▶ EXCERPT:
________________________
We are in the second type of struggle, with a pandemic imposed on us involuntarily.  It’s affecting us in ways we’ve never before experienced, and this uncertainty is central to our daily thoughts.  It leads to hypervigilance and stress … which ultimately lead to fear, anxiety and compromised health.

This blog post is written with one goal in mind: to be of service to you at a time like this.

During periods of prolonged stress, your brain’s amygdala (the center for perception of emotion, such as fear) grows larger and neural networks to other regions of the brain are compromised.  This has negative effects on your pre-frontal cortex or executive brain, responsible for higher level thinking, planning, decision making and social behavior.

In an externally imposed event like we are experiencing today, stress and fear of the unknown can negatively impact our ability to think, plan, and moderate behavior.  Living in stress continuously, without learning to manage it, also negatively impacts our immune function.

Left unchecked, the stress of outside events will eventually have negative effects on our health.  That’s the bad news.

Now, the good news.  Here are 7 simple, no cost tips to help you stay strong during this uncertain time.

  1. Deep Diaphragmic Breathing

Learning to slow your breathing using the diaphragm is an essential strategy.  Download the free app:  The Breathing App https://apps.apple.com/us/app/the-breathing-app/id1285982210  and use it to pace your breathing.  While we are in this crisis period, do this for 5 minutes when you wake up, 5 minutes anytime during the day you feel stressed, and again at bedtime.
________________________
▶ PROVIDED INFORMATION:

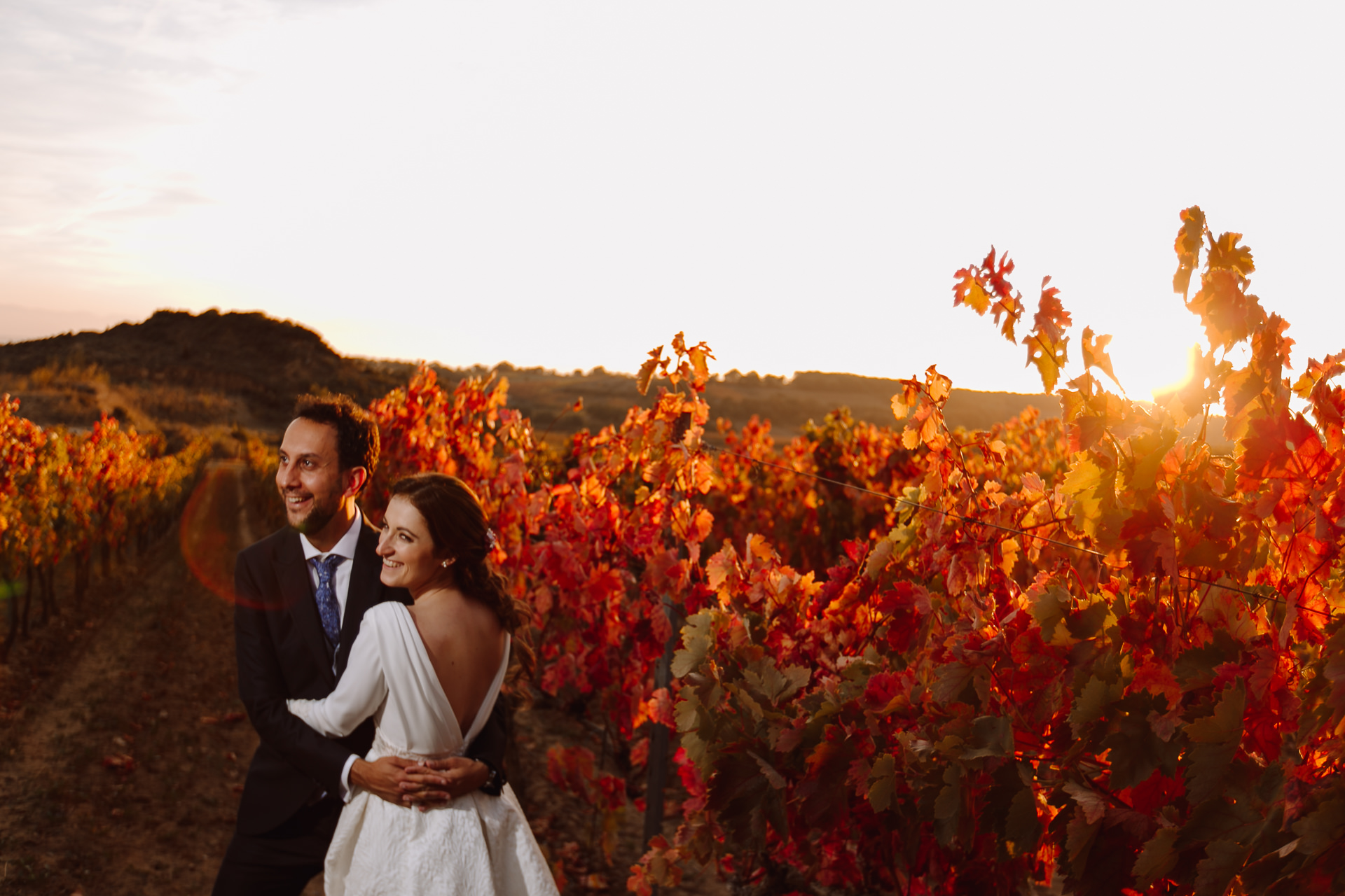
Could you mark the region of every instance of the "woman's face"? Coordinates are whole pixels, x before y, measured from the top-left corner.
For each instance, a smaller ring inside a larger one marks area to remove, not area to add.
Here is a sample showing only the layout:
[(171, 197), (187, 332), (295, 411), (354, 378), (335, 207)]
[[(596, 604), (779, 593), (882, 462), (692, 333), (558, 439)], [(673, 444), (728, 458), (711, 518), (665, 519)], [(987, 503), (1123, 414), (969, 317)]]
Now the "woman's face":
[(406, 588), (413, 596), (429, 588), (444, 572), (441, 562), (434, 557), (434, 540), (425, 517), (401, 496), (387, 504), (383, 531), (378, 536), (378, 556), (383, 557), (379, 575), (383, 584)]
________________________
▶ BRIEF 1:
Decide whether each statement agrees with the blog post on pandemic stress. Answer yes or no for each, and quote the words of the post that settle it.
(a) During prolonged stress, the amygdala shrinks.
(b) Continuous stress that is not managed harms immune function.
(c) The tips in the post cost money to follow.
▶ BRIEF 2:
Carry on the blog post on pandemic stress, starting after its last sentence.
The entries have nothing to do with the blog post on pandemic stress.

▶ EXERCISE ANSWER 1:
(a) No: "your brain’s amygdala (the center for perception of emotion, such as fear) grows larger"
(b) Yes: "Living in stress continuously, without learning to manage it, also negatively impacts our immune function."
(c) No: "Here are 7 simple, no cost tips to help you stay strong during this uncertain time."

▶ EXERCISE ANSWER 2:
How can this help?  By pulling your body out of stress response and reversing the damaging biochemical reactions going on inside you.  Your body doesn’t know the difference between a lion about to eat you and a stressor you are conjuring up in your mind.  Breathing, consistently done, halts stress and builds resilience.

  1. Meditate

Go to YouTube https://www.youtube.com/watch?v=L1QOh-n-eus and use this or another free meditation guide.  There over 1,000 studies showing the benefits of meditation.  The more you do it, the more the benefits compound.  You can also read scripture and ponder a verse while you breathe and relax.

  1. Improve Your Sleep

Focus on being in bed for 7-1/2 hours to 8 hours so you get at least 6-1/2 hours of actual sleep.  Make the room as dark as possible with no device light showing anywhere.  Stop looking at devices one hour before bed.  Eat nothing at least 2 hours before bed so your body can restore rather than digest.  If you are stressed, do breathing exercises before bed.  If you wake up and can’t sleep, get out of bed, breathe for 5-10 minutes, then try falling back asleep.  You can also lower the house temperature to 66-67 degrees to help lower body temperature and improve sleep.

  1. Move

Get out and walk 30 minutes a day (with proper social distance) - but do take not of the MCO, else get in your exercise at home. The science is clear on this: movement improves mood, resiliency, helps manage stress and aids immune function.

  1. Clean Up Your Fuel

Nothing major here.  Cut down on sugar, alcohol and foods that spike blood glucose levels, like processed foods in bags and boxes.  Hydrate well.  Basic advice to strengthen you.  You may know it already.  But are you doing it?

  1. Supplements

Read a quick article here by the world-renowned Cleveland Clinic, on how to boost your immune function with supplements, food and water – https://health.clevelandclinic.org/3-vitamins-best-boosting-immunity/

  1. Manage Your Self-Talk

The goal here is to get you out of stress response by getting you out of negative self-talk.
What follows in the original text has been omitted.